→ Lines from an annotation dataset
begin
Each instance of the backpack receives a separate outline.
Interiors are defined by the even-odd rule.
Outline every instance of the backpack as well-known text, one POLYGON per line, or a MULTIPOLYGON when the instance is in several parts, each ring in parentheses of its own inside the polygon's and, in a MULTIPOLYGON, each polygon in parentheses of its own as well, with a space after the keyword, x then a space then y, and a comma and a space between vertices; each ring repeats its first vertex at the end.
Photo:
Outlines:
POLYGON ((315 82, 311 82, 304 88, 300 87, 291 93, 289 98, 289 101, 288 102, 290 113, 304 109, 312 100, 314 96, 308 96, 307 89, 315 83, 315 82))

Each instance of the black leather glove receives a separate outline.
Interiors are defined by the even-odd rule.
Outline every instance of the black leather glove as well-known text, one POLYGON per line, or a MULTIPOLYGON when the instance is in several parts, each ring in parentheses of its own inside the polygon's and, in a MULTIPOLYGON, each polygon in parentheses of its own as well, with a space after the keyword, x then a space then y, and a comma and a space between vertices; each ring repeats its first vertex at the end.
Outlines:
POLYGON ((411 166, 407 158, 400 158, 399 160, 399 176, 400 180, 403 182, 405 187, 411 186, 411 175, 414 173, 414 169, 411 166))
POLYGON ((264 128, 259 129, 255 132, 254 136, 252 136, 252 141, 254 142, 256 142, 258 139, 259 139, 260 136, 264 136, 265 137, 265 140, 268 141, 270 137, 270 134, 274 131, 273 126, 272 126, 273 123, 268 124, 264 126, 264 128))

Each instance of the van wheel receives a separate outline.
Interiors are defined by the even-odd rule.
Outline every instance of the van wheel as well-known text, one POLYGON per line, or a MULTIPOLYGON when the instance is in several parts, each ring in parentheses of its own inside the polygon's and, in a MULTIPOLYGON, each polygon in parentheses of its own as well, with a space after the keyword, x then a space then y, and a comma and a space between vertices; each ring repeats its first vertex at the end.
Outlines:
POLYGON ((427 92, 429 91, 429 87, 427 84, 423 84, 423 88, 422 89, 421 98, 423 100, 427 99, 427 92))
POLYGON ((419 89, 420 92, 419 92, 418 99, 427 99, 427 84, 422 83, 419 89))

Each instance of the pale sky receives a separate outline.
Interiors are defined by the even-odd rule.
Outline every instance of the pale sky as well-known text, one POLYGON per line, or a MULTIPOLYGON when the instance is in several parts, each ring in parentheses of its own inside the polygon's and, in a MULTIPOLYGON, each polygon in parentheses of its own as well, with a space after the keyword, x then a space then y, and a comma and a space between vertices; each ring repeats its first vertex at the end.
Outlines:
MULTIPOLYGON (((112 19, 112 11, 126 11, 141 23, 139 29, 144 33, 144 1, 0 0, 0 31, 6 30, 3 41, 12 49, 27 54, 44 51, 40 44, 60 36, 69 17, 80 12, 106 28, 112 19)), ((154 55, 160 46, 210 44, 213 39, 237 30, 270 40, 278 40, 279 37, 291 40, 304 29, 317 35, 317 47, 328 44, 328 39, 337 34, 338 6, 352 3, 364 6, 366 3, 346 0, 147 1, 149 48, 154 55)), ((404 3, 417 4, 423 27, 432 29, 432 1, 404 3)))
end
→ Required work
Format the lines above, from the line that contains "Each instance of the black" to the line that contains "POLYGON ((264 128, 259", as a Markdown table with the columns Row and Line, leaving out any blank lines.

→ Answer to this problem
| Row | Line |
|---|---|
| 1 | Each instance of the black leather glove receives a separate outline. |
| 2 | Interiors are defined by the even-odd rule. |
| 3 | Outline every instance of the black leather glove as well-known text, one POLYGON per line, or a MULTIPOLYGON when the instance is in several parts, each ring in parentheses of its own inside the polygon's and, in a MULTIPOLYGON, each polygon in parentheses of its own as well, with a space after the keyword, x then a space then y, and a comma and a space between vertices; each ring repeats its first vertex at the end. |
| 4 | Outlines: |
| 5 | POLYGON ((411 166, 407 158, 400 158, 399 160, 399 176, 400 180, 403 182, 405 187, 411 186, 411 175, 414 173, 414 169, 411 166)) |
| 6 | POLYGON ((264 128, 259 129, 255 132, 254 136, 252 136, 252 141, 254 142, 256 142, 258 139, 259 139, 260 136, 264 136, 265 137, 265 140, 268 141, 270 137, 270 134, 274 131, 273 126, 272 126, 273 123, 268 124, 264 126, 264 128)) |